> **TASK ITEM**: The whole listing is to be restated word for word with no images.

> **DATA PROVIDED**:
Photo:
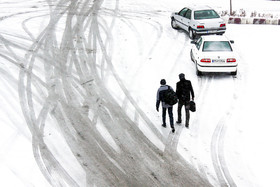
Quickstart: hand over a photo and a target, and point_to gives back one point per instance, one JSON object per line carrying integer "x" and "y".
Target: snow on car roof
{"x": 199, "y": 7}
{"x": 214, "y": 38}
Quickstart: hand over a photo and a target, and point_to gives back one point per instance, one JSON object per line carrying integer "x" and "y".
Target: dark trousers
{"x": 170, "y": 113}
{"x": 187, "y": 107}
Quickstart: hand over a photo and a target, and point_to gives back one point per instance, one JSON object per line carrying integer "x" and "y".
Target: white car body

> **TASK RESPONSE**:
Photo:
Quickstart: hand over a photo and a target, and point_to gives back one point per instance, one JSON object per line carrying integer "x" and "y".
Target: snow on car roof
{"x": 199, "y": 7}
{"x": 214, "y": 38}
Quickstart: hand over a photo and a target, and point_to gives back one point per instance, one JSON object per line carrying integer "x" and "y".
Target: dark trousers
{"x": 170, "y": 113}
{"x": 187, "y": 107}
Quickstart: hand over a photo and a target, and point_to gives back one point per instance, one JSON object per line carrying integer "x" and "y".
Target: white car body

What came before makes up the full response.